__Passage provided__
*** Begin section ***

The champion and the horse vet: Zara, left, after winning another trophy and Felicity, right, in New Zealand.
When Zara Phillips marries in less than a fortnight, one of her closest relatives will most definitely not be on the guest list.
Her half-sister Felicity Tonkin, love child of Captain Mark Phillips, will remain at home with her mother on the other side of the world.
The two women were born only four years apart and share a passion for horses – Zara is a world champion three-day eventer while Felicity is a specialist equine vet.
But they have never met despite numerous visits by Zara to New Zealand, where Felicity lives with her mother Heather on a smallholding in Whitford, Auckland.
The Princess Royal’s daughter is already making plans to return for the Rugby World Cup in September, when she will cheer on her new husband, England rugby captain Mike Tindall.
Despite all her famed approachability and non-regal manner, however, reaching out to her half-sister has remained strictly off limits.
‘Zara has never been in touch with her – nobody has,’ her grandmother Dr Shirley Tonkin told the Mail.
Captain Phillips met Heather Tonkin, an art teacher, in 1983 when she attended a riding clinic he held in New Zealand. They met again the following year and spent the night together at his hotel.
Miss Tonkin says she was ‘infatuated’ with the princess’s husband and her diary entry for that night was filled with kisses formed into the shape of a horseshoe.
The following month she discovered she was pregnant but when she rang the captain at his marital home, Gatcombe Park, he urged her to get an abortion. She decided to go it alone and Felicity was born in August 1985.
Later, however, Miss Tonkin decided to seek financial support for her daughter and Captain Phillips secretly paid her maintenance for the next five years, which he wrote off as an ‘equestrian consultancy’.
He was divorced by the Queen’s daughter after 19 years of marriage in 1992, the year after a DNA test finally confirmed his paternity.
Miss Tonkin eventually decided to go public with her story when she read that the captain was in line to receive a substantial financial settlement from the princess, and managed to secure a confidential pay-off.

*** End section ***

__Brief 1__
According to the article about Zara Phillips and her half-sister, in what month and year was Felicity born?
__Brief 2__
Continue the article about Zara Phillips and her half-sister, picking up right after its final sentence.

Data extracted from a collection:
*** Begin section ***

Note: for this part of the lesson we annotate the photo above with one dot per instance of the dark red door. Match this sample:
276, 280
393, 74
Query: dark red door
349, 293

*** End section ***
*** Begin section ***

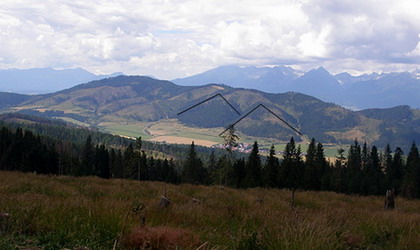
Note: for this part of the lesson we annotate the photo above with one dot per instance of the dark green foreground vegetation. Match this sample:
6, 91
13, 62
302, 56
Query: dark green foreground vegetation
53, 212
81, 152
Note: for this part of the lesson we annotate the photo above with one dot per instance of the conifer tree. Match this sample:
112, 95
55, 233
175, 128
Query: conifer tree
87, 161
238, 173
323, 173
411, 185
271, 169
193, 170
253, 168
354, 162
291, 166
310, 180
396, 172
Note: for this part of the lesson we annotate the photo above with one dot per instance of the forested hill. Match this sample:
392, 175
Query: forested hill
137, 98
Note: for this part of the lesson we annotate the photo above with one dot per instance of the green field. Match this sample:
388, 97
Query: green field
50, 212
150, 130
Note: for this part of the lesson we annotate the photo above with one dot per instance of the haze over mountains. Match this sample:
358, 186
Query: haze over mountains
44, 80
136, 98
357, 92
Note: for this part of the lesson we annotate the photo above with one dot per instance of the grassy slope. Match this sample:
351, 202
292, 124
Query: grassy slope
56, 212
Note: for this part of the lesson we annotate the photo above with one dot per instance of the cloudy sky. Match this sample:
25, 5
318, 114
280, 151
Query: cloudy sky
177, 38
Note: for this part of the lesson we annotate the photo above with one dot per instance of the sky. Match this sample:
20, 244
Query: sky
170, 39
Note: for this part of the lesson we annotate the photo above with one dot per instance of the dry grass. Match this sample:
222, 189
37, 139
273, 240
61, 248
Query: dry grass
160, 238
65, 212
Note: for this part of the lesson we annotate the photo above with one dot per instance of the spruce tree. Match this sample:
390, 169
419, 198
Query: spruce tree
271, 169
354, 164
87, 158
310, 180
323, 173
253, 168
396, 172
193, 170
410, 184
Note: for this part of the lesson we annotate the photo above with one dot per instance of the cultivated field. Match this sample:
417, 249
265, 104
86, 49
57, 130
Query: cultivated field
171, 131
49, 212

*** End section ***

__Answer space 1__
August 1985.

__Answer space 2__
The agreement also barred her from ever again publicly associating her name or Felicity’s with Olympic gold medallist Phillips, who has never openly acknowledged his daughter.
Even when Heather and Felicity passed within 15 yards of the captain at a three-day equestrian event in Auckland in 1999, they made no attempt to bridge the gulf that divides them.
And he, by then remarried to U.S. millionairess Sandy Pflueger and the father of a third daughter, Stephanie, brusquely dismissed queries about the close encounter, saying merely: ‘Wrong subject’.
The captain’s cash did, however, enable Miss Tonkin to send her daughter to the Diocesan School for Girls in Epsom, Auckland, where friends say she shone.
‘She has really had a lovely middle-class upbringing,’ says her grandmother.
‘She played a lot of sports at school but she loves horses and went to pony club. She had a lot of fun and won the odd ribbon but she doesn’t compete.’
As a youngster, Felicity ached for some gesture from the Phillips clan – even keeping a book about her father on her bedside table and following her half-sister’s exploits closely via newspapers.
But her grandmother says she is now so focused on her work, and her beloved 60-year-old mother, who has never married, that she is highly unlikely even to follow TV news reports of Zara’s big day.
‘She’s very happy leading her own life, so I don’t think they’ll be watching – they didn’t even watch William and Kate’s wedding,’ said Dr Tonkin, a leading authority on cot deaths.
In recent months, knowing Zara’s engagement and marriage would bring attention to her, Felicity discussed the possibility of speaking publicly about their relationship.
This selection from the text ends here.